- _EXERCISE_
Begin with the line containing "[locate] the shaved" and copy each line exactly through the last line of the entries, inclusive.

|---|

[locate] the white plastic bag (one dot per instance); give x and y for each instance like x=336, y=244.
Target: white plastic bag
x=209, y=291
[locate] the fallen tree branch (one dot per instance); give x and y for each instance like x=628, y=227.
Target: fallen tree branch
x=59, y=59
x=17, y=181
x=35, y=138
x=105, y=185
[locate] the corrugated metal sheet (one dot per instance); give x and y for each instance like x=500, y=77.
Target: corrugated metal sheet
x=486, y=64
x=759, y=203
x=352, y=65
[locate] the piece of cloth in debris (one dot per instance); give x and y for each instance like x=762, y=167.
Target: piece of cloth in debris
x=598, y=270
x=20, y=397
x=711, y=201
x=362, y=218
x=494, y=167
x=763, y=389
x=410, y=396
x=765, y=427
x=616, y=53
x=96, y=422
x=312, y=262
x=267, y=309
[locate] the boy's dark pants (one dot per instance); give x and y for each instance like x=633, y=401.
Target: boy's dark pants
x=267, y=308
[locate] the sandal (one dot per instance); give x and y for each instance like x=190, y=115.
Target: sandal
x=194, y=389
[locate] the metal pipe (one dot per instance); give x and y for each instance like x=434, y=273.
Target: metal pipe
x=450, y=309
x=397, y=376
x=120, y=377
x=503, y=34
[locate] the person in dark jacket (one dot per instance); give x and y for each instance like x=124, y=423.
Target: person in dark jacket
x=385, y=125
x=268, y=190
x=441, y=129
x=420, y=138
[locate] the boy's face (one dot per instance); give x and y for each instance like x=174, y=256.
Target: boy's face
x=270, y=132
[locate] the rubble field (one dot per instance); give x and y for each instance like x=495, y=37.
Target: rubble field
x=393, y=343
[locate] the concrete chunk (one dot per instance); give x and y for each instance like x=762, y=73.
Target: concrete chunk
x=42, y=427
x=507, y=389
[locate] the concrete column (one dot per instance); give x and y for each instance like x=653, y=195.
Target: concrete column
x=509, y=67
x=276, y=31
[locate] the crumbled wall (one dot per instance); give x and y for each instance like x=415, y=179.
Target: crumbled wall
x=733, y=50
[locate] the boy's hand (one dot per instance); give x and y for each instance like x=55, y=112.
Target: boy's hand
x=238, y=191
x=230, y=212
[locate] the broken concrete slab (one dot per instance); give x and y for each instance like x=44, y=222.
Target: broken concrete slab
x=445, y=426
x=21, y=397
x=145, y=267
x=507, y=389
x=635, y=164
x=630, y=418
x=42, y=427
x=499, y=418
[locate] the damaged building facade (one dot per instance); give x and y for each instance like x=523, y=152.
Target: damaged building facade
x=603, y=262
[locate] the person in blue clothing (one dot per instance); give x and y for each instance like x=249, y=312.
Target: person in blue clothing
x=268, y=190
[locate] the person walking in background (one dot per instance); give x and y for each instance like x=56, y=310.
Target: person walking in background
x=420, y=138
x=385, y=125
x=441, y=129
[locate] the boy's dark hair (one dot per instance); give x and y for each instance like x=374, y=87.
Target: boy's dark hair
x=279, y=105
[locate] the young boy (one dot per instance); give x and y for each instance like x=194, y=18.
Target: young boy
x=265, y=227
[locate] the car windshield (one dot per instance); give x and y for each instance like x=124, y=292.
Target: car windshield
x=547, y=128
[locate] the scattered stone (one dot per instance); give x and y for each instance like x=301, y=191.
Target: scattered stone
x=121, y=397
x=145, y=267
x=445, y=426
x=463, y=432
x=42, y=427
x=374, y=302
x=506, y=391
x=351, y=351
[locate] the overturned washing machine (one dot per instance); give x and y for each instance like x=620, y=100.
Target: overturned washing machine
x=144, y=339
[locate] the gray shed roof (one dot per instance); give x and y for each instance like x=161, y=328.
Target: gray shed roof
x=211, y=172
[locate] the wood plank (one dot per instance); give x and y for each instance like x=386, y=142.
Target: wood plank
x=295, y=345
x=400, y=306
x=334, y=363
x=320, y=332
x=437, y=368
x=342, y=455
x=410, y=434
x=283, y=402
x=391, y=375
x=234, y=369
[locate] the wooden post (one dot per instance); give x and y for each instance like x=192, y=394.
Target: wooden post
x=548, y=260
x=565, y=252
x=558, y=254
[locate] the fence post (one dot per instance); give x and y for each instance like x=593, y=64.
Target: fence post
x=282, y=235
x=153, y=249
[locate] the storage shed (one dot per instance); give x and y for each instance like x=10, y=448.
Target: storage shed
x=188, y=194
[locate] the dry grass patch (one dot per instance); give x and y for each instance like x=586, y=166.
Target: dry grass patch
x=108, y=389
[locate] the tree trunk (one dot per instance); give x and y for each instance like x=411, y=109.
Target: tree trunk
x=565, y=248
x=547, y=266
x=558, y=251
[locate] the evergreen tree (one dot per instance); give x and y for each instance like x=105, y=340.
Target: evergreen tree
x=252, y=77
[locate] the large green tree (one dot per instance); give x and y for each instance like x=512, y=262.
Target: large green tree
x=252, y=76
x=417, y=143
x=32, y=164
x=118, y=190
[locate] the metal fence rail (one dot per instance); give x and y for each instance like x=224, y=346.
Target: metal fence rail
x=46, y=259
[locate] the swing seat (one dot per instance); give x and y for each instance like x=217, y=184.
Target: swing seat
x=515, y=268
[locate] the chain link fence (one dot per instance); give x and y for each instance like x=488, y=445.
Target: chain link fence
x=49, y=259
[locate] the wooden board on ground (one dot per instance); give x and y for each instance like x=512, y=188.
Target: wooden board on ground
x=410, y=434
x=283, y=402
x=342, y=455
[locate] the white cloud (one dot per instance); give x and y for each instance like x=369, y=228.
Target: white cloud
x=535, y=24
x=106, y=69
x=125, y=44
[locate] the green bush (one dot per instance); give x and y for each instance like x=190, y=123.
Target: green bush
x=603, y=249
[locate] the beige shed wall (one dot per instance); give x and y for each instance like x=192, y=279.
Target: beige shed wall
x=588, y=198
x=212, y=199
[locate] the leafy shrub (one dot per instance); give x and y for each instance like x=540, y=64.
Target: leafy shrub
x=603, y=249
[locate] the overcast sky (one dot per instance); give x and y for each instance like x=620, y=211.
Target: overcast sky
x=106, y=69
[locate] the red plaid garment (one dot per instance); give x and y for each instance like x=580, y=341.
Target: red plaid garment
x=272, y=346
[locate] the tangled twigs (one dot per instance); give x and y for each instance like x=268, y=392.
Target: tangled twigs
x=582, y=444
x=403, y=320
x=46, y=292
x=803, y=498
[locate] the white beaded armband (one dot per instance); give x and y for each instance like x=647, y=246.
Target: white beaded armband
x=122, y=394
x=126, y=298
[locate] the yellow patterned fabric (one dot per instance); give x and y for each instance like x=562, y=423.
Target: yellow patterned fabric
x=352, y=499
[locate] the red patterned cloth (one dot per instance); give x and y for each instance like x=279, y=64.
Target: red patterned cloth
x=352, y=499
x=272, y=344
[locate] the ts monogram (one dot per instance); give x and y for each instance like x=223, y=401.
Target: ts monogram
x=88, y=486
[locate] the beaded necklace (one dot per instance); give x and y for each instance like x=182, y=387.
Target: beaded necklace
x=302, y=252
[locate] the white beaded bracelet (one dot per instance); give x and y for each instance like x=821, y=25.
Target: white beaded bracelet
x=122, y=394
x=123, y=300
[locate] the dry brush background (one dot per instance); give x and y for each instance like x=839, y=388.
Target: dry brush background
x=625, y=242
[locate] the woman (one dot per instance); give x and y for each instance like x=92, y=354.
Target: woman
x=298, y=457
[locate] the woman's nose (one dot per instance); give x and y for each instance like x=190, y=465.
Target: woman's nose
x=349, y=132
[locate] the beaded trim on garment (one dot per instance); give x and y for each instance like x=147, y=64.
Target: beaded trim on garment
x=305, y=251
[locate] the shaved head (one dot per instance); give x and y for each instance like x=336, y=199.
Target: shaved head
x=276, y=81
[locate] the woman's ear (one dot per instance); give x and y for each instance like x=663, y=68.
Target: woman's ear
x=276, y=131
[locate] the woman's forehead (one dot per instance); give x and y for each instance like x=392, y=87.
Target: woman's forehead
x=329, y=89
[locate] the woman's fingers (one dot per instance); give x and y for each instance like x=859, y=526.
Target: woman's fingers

|---|

- _EXERCISE SOLUTION_
[locate] the shaved head (one dot per instance); give x and y for each instance like x=336, y=199.
Target: shaved head
x=276, y=81
[locate] the woman's ear (one dot per instance); give x and y for each instance like x=663, y=68.
Target: woman's ear
x=276, y=131
[locate] the woman's forehead (one dot per instance); give x and y for each instance like x=392, y=87.
Target: woman's forehead
x=329, y=89
[locate] the woman's fingers (one dot per instance); give x and y for each instance like x=859, y=526.
Target: woman's fingers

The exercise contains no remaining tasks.